# What is needed:
Could every line of the data be printed exactly as it reads?
Supplied data Block Start
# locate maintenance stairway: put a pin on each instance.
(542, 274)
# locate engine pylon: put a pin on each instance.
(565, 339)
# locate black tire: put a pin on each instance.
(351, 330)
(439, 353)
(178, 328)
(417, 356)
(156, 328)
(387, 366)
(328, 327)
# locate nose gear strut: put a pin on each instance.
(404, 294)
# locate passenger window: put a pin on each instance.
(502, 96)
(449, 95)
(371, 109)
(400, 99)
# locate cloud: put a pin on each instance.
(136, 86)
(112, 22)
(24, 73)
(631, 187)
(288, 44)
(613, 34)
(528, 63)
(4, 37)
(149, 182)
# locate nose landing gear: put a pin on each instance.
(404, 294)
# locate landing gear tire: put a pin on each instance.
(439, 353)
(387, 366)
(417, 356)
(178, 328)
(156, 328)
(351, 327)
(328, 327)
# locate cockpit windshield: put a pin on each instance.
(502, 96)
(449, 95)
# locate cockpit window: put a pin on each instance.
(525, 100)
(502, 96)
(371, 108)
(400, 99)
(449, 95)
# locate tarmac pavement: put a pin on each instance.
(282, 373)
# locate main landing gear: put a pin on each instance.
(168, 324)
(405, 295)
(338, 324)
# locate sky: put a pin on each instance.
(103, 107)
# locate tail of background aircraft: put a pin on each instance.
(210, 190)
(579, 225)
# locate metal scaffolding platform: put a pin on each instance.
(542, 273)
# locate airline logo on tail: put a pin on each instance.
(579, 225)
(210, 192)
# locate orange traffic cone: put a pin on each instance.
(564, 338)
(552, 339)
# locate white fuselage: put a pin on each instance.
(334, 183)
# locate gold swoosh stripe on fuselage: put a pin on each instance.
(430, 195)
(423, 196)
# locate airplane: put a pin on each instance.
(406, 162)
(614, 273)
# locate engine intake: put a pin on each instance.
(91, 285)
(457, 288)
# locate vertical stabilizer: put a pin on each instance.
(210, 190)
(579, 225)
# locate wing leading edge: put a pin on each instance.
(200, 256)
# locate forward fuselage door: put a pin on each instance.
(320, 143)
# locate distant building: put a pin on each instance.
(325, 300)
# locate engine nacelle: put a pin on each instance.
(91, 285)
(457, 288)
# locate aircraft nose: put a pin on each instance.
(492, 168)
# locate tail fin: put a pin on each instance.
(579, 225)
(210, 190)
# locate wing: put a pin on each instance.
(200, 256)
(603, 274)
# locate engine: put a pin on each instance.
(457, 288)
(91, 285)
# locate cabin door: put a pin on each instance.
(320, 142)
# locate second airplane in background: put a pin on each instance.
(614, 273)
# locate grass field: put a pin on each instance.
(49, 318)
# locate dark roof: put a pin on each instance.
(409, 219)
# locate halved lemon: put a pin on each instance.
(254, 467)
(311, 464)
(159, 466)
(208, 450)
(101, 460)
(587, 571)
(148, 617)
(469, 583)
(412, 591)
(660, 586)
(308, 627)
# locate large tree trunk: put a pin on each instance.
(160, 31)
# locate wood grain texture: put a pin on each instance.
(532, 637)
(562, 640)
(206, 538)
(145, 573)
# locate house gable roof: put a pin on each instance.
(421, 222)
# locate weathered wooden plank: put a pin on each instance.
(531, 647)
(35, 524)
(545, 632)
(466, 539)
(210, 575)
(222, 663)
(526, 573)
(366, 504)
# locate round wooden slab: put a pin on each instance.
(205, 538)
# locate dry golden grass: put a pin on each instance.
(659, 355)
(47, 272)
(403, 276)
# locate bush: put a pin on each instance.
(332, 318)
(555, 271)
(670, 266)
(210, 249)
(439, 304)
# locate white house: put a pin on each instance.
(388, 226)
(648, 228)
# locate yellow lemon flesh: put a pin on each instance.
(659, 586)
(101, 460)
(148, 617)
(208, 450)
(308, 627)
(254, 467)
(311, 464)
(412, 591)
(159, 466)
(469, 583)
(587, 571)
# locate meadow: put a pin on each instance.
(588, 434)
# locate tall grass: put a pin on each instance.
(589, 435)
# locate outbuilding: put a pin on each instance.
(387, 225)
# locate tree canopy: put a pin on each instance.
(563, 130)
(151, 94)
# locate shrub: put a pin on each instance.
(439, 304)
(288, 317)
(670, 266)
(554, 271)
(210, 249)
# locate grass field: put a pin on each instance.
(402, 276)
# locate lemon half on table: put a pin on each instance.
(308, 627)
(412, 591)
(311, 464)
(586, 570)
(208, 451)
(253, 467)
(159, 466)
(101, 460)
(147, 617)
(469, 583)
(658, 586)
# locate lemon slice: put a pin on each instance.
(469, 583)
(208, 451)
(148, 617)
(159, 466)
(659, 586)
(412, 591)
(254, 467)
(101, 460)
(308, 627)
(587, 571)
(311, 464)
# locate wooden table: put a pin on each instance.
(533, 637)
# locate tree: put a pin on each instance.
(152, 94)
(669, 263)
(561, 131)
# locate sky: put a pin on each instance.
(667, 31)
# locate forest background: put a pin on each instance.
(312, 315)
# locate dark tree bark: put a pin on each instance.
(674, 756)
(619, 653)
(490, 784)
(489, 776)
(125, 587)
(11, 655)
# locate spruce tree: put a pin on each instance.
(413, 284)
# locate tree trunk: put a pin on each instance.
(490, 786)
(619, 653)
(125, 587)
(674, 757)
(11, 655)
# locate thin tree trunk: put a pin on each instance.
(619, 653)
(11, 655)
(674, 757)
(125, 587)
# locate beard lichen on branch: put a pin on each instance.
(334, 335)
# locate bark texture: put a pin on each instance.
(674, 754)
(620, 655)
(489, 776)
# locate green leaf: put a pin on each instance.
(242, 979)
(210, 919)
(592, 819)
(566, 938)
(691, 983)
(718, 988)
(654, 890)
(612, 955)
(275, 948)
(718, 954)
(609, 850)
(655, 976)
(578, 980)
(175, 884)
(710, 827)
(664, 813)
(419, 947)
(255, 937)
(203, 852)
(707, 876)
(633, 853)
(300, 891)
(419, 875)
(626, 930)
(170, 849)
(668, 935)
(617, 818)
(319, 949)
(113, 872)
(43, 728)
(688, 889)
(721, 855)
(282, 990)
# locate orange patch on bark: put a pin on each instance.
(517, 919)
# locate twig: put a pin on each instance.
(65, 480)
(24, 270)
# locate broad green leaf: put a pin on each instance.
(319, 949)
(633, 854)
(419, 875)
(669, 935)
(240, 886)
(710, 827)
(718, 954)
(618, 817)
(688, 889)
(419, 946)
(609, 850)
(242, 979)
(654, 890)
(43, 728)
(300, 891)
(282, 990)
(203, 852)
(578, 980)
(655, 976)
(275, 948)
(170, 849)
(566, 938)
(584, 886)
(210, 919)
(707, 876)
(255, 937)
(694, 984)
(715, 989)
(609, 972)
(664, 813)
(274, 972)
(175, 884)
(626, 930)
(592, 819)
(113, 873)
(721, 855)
Supplied data Block End
# Your solution:
# locate maintenance stairway: put a pin on each instance.
(542, 274)
# locate engine pylon: put a pin on each instance.
(565, 339)
# locate black tire: put a pin on each instance.
(351, 330)
(439, 353)
(178, 328)
(417, 356)
(156, 328)
(387, 366)
(328, 327)
# locate nose gear strut: put a pin on each instance.
(404, 294)
# locate passenger window: put a pin on each instance.
(502, 96)
(449, 95)
(371, 109)
(400, 99)
# locate cloud: put a pin on each instance.
(136, 86)
(112, 22)
(24, 73)
(631, 187)
(288, 44)
(613, 34)
(528, 63)
(4, 37)
(149, 182)
# locate nose landing gear: put a pin on each instance.
(404, 294)
# locate landing gear tire: put a pin on each instance.
(439, 353)
(387, 366)
(417, 356)
(178, 328)
(156, 328)
(351, 327)
(328, 327)
# locate cockpit windshield: put a pin on each instance.
(502, 96)
(449, 95)
# locate cockpit window: put a pin on each instance.
(525, 100)
(502, 96)
(371, 108)
(400, 99)
(449, 95)
# locate tarmac pavement: put a pin on each instance.
(282, 373)
# locate main landing gear: put a pin on each instance.
(168, 324)
(405, 295)
(338, 324)
# locate sky: put a pin on each instance.
(103, 107)
# locate tail of background aircraft: put a pin on each instance.
(210, 190)
(579, 225)
# locate metal scaffolding platform: put a pin on each instance.
(542, 273)
# locate airline logo on tail: put a pin on each instance.
(579, 225)
(210, 192)
# locate orange traffic cone: put a pin on each instance.
(564, 338)
(552, 339)
# locate white fuselage: put a pin on each instance.
(334, 183)
# locate gold swoosh stripe on fuselage: put a pin on each instance.
(430, 195)
(423, 196)
# locate airplane: put a pin on each instance.
(406, 162)
(614, 273)
# locate engine intake: put a pin on each instance.
(91, 285)
(457, 288)
# locate vertical stabilizer: put a pin on each instance.
(210, 190)
(579, 225)
# locate wing leading edge: put a pin on each instance.
(200, 256)
# locate forward fuselage door: put a pin on each instance.
(320, 143)
# locate distant building: put a pin on each instance.
(325, 300)
# locate engine nacelle: put a pin on each instance.
(91, 285)
(457, 288)
# locate aircraft nose: put a pin on each instance.
(492, 168)
# locate tail fin: put a pin on each instance.
(579, 225)
(210, 190)
# locate wing: put a pin on each instance.
(200, 256)
(603, 274)
# locate engine: put a pin on each instance.
(457, 288)
(91, 285)
# locate cabin door: put a pin on each instance.
(320, 142)
# locate second airplane in background: put a pin on each instance.
(614, 273)
# locate grass field: put a pin on each instance.
(49, 318)
# locate dark roof: put a pin on each instance.
(409, 219)
# locate halved lemon: put a pin on each instance.
(254, 467)
(311, 464)
(159, 466)
(208, 450)
(101, 460)
(587, 571)
(148, 617)
(469, 583)
(412, 591)
(660, 586)
(308, 627)
# locate large tree trunk: put a pin on each instance.
(160, 31)
# locate wood grain texture: put a pin on each instance.
(532, 637)
(562, 640)
(206, 538)
(145, 573)
# locate house gable roof: put a pin on each instance.
(421, 222)
# locate weathered wooden plank: put a pin on each instance.
(531, 647)
(35, 524)
(545, 632)
(466, 539)
(210, 575)
(222, 663)
(526, 573)
(366, 504)
# locate round wooden slab: put a pin on each instance.
(205, 538)
# locate dry golden grass: put a pin on each instance.
(659, 355)
(47, 272)
(403, 276)
# locate bush: put a pin on each instance.
(332, 318)
(555, 271)
(670, 266)
(210, 249)
(439, 304)
# locate white house: put a pin on each instance.
(388, 226)
(648, 228)
# locate yellow lemon flesh: put a pin on each instance.
(659, 586)
(101, 460)
(148, 617)
(208, 450)
(308, 627)
(254, 467)
(311, 464)
(412, 591)
(159, 466)
(469, 583)
(587, 571)
# locate meadow: put a pin on each instance.
(588, 434)
# locate tall grass: put a pin on each instance.
(589, 435)
# locate outbuilding: put a pin on each instance.
(387, 225)
# locate tree canopy: put a pin on each instance.
(563, 130)
(151, 94)
# locate shrub: put a pin on each instance.
(439, 304)
(288, 317)
(670, 266)
(554, 271)
(210, 249)
# locate grass field: put a pin on each instance.
(402, 276)
# locate lemon half on table: put a pin on each instance.
(308, 627)
(412, 591)
(311, 464)
(586, 570)
(208, 451)
(253, 467)
(159, 466)
(101, 460)
(147, 617)
(469, 583)
(658, 586)
# locate lemon slice: put a pin on each instance.
(469, 583)
(208, 451)
(148, 617)
(159, 466)
(659, 586)
(412, 591)
(254, 467)
(101, 460)
(308, 627)
(587, 571)
(311, 464)
# locate wooden table: put a pin on each instance.
(533, 637)
# locate tree: put a pin on each instance.
(152, 94)
(669, 263)
(561, 131)
# locate sky: put a pin on each instance.
(667, 31)
# locate forest background: put a pin on each instance.
(312, 315)
# locate dark tree bark: put a pin on each instance.
(674, 756)
(619, 653)
(490, 784)
(489, 776)
(125, 587)
(11, 655)
# locate spruce tree: put a pin on each instance.
(413, 284)
# locate tree trunk: put a pin on each instance.
(490, 786)
(619, 653)
(125, 587)
(674, 757)
(11, 655)
# locate thin tree trunk: put a pin on each instance.
(619, 653)
(11, 655)
(674, 757)
(125, 587)
# locate beard lichen on branch: put a pin on each instance.
(334, 335)
# locate bark texture: put a pin on each instance.
(674, 754)
(620, 655)
(489, 776)
# locate green leaf: put a pin on each instance.
(242, 979)
(210, 919)
(592, 819)
(566, 938)
(691, 983)
(718, 988)
(654, 890)
(612, 955)
(275, 948)
(718, 954)
(609, 850)
(655, 976)
(578, 980)
(175, 884)
(710, 827)
(664, 813)
(419, 947)
(255, 937)
(203, 852)
(707, 876)
(633, 853)
(300, 891)
(419, 875)
(626, 930)
(170, 849)
(668, 935)
(617, 818)
(319, 949)
(113, 872)
(43, 728)
(688, 889)
(721, 855)
(282, 990)
# locate orange patch on bark: put a pin on each instance.
(517, 919)
# locate twig: put a pin on each instance.
(65, 480)
(24, 270)
# locate broad green leaf: put a pin on each instance.
(319, 949)
(633, 854)
(419, 875)
(669, 935)
(240, 886)
(710, 827)
(718, 954)
(618, 817)
(688, 889)
(419, 946)
(609, 850)
(242, 979)
(654, 890)
(43, 728)
(300, 891)
(282, 990)
(203, 852)
(578, 980)
(655, 976)
(275, 948)
(170, 849)
(566, 938)
(584, 886)
(210, 919)
(707, 876)
(255, 937)
(694, 984)
(715, 989)
(609, 972)
(664, 813)
(274, 972)
(175, 884)
(626, 930)
(592, 819)
(113, 873)
(721, 855)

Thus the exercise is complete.